SOURCE RECORDS:

______________________________

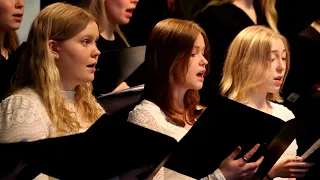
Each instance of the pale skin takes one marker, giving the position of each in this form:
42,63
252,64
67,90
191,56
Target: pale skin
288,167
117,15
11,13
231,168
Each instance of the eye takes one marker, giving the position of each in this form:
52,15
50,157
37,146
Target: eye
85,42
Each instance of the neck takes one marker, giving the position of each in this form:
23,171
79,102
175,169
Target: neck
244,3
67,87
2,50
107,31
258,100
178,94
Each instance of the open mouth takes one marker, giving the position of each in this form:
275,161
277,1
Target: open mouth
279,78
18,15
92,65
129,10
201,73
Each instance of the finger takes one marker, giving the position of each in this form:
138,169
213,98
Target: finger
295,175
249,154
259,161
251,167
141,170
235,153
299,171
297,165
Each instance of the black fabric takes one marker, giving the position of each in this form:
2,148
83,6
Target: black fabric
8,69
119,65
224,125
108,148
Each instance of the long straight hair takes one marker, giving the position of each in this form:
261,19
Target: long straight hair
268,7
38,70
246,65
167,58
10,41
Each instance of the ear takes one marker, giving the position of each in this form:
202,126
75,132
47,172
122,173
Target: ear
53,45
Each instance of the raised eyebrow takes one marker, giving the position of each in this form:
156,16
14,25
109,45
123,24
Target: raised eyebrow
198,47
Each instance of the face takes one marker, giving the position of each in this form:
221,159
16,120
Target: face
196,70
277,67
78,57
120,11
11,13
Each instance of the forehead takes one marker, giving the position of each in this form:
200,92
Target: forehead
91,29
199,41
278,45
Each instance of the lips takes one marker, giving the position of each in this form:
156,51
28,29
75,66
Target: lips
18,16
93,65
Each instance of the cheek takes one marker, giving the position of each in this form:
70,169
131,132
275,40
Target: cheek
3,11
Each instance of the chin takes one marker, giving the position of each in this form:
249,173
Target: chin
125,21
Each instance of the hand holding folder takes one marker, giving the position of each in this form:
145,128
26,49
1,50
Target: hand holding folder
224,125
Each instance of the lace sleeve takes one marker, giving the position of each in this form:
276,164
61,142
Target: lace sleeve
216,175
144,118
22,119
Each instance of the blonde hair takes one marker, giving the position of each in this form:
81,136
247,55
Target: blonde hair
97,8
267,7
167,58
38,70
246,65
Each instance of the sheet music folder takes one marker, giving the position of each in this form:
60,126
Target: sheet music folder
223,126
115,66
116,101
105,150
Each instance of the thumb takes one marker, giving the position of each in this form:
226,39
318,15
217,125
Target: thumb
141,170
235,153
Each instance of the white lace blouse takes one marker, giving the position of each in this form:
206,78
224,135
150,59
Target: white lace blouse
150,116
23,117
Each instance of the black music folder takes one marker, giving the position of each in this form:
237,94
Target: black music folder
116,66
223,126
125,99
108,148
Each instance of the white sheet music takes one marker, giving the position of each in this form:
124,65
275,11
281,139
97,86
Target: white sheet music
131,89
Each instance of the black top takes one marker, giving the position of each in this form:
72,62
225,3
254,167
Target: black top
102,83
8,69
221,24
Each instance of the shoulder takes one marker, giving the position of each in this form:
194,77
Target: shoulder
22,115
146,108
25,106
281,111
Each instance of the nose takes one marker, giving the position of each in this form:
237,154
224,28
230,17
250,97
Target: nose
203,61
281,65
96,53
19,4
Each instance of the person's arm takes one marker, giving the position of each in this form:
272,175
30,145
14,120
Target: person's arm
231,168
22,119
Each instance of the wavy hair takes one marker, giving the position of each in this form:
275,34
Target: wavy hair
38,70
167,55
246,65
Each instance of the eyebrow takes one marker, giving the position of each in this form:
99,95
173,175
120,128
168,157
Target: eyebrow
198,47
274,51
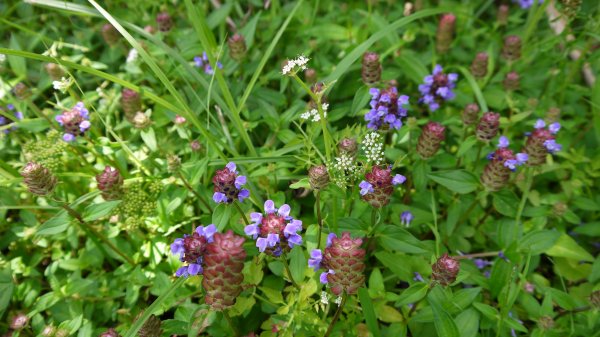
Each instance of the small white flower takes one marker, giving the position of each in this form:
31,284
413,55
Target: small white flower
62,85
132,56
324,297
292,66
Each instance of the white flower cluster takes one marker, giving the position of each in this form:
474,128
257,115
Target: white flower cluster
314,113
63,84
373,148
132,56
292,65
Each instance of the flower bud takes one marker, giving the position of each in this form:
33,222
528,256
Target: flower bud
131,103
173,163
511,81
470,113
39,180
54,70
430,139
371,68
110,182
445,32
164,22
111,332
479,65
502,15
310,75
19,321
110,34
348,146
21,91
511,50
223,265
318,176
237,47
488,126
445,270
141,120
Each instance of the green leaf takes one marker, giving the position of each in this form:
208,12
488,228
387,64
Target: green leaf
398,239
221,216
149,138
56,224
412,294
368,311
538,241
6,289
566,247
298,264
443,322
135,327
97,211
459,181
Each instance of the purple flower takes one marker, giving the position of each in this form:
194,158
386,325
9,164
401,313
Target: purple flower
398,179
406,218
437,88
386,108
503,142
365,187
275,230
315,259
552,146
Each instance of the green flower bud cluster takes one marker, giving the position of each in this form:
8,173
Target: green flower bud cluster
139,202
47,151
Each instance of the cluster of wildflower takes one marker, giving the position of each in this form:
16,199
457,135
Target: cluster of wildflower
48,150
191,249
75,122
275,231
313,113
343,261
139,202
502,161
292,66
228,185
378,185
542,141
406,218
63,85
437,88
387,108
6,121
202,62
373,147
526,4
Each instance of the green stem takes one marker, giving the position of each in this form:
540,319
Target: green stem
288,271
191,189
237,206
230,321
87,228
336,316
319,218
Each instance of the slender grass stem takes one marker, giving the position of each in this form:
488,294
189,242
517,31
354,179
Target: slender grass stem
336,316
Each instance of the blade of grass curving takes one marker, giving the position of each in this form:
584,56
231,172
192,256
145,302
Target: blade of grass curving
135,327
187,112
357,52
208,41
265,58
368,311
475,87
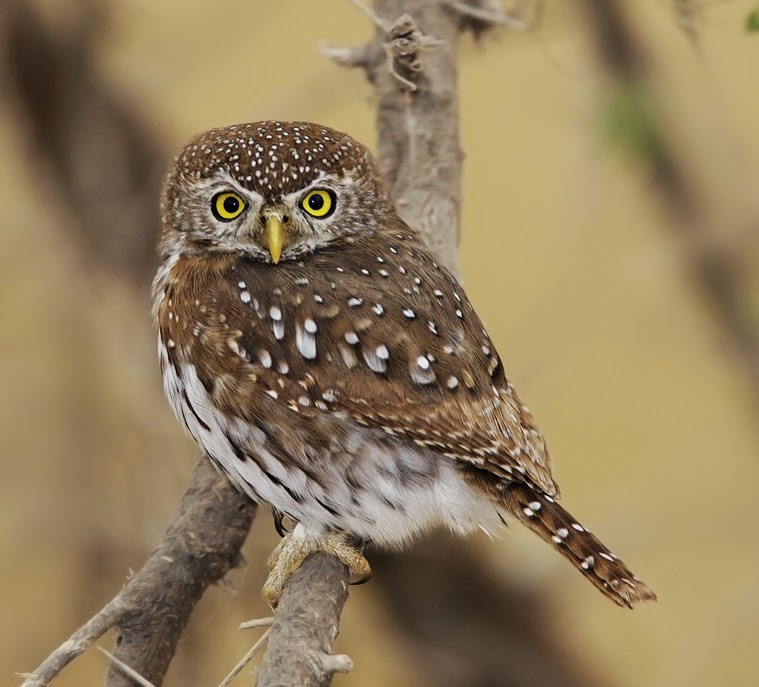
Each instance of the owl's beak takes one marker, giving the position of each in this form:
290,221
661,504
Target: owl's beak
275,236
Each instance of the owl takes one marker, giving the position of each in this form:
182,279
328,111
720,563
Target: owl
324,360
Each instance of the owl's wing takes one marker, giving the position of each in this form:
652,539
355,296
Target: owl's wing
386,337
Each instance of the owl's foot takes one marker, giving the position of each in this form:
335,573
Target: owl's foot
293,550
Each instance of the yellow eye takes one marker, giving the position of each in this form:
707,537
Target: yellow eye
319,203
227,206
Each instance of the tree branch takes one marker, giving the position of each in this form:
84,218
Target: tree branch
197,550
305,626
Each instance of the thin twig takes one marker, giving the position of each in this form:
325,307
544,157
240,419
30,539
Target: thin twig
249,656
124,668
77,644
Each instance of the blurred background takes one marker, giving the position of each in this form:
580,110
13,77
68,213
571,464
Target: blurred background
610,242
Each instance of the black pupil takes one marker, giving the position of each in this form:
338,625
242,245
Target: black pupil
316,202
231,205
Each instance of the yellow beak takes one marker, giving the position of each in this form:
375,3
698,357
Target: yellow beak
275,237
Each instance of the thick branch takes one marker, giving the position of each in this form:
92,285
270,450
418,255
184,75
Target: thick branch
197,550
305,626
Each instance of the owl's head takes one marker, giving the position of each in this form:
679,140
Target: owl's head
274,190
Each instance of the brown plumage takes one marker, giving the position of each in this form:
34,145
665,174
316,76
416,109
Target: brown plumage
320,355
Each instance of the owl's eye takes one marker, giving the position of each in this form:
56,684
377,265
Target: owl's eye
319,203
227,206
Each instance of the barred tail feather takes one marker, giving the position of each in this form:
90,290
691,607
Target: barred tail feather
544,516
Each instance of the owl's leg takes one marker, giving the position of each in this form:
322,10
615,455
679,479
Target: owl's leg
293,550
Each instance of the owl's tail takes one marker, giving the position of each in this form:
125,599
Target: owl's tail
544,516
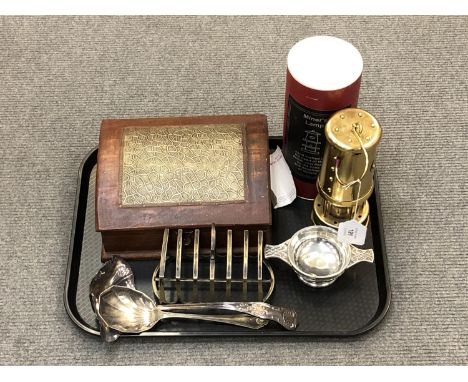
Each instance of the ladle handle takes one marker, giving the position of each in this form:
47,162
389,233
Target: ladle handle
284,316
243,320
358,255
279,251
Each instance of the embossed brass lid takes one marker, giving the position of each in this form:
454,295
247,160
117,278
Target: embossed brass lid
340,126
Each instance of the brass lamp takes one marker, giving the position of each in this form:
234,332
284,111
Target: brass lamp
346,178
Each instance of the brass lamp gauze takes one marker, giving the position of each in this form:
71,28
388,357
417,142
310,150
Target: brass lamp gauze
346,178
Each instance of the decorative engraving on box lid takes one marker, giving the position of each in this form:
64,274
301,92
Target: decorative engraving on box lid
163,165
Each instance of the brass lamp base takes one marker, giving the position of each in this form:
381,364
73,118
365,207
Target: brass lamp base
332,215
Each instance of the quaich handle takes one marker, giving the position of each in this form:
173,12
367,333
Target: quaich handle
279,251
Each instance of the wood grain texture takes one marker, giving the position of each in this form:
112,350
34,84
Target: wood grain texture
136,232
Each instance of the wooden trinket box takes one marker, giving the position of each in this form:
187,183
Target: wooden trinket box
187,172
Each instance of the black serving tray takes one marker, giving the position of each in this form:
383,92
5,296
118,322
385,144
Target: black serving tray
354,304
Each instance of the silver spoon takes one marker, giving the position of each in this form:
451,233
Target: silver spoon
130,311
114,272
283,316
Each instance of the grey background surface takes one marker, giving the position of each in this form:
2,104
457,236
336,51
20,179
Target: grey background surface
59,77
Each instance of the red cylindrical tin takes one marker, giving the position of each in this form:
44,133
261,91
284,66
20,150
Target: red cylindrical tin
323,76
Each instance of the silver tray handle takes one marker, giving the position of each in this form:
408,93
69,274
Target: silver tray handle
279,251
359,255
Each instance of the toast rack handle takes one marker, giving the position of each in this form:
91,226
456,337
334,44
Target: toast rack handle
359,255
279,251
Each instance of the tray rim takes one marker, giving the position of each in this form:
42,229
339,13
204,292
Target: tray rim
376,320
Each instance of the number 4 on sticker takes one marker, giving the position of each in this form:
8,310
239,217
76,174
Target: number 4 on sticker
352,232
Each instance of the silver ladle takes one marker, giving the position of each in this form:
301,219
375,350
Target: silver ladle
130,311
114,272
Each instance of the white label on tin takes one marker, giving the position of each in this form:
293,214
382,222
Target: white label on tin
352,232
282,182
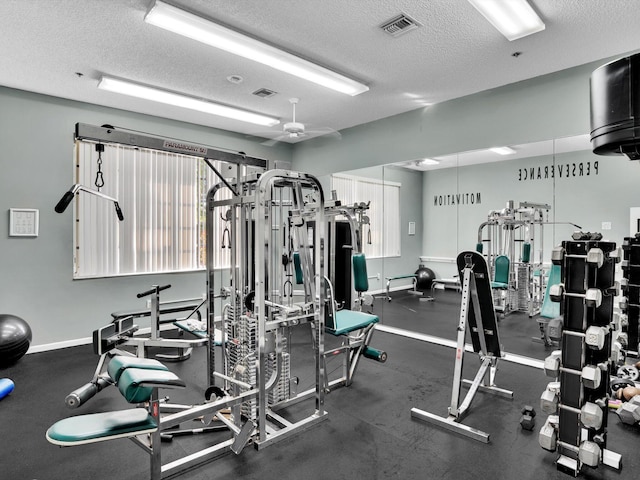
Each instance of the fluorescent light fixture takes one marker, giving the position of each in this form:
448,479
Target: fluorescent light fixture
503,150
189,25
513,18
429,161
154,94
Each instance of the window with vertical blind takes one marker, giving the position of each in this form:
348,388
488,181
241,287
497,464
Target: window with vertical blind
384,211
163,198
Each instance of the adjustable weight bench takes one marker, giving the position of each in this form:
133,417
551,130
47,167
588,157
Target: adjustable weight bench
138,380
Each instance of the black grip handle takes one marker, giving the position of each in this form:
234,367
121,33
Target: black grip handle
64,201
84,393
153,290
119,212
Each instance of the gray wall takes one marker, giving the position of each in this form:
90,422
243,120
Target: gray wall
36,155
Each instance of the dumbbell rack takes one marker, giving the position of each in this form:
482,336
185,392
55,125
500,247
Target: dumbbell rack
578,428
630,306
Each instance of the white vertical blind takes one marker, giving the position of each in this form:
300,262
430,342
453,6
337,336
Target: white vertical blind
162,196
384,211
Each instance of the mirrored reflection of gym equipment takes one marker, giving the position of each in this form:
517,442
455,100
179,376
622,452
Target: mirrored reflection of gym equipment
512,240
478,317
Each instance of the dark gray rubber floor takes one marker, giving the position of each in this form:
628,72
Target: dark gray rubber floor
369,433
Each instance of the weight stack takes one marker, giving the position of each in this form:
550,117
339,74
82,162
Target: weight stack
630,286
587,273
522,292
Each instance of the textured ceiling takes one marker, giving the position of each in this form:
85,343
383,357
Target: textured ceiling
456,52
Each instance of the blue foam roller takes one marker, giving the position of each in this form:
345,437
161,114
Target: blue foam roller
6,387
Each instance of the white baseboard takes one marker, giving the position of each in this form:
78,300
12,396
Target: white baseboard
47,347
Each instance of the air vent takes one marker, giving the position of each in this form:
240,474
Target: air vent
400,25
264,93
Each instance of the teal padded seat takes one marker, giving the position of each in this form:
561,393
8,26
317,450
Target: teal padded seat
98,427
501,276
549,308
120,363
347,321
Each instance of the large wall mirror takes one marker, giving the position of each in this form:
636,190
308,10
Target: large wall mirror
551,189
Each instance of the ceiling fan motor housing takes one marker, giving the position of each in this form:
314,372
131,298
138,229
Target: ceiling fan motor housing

______________________________

TASK OBJECTIVE: Only the lines from the one that contains "Each instance of the teal" to the end of the entries above should be given again, exactly and in full.

EXERCISE OUTPUT:
Each instance of the teal padded seat takes one marker, giving the position of each in this form:
561,393
8,26
317,450
Target: teal padded seat
98,427
501,276
549,308
120,363
347,321
Each instance of the large wall mirror takes one marker, giving the position of each in this form:
636,190
308,10
Target: large wall mirror
551,189
Each instance of the ceiling fan motor housing takes one marker, giving the position of each in this form:
314,372
131,298
138,229
Target: ceiling fan motor housing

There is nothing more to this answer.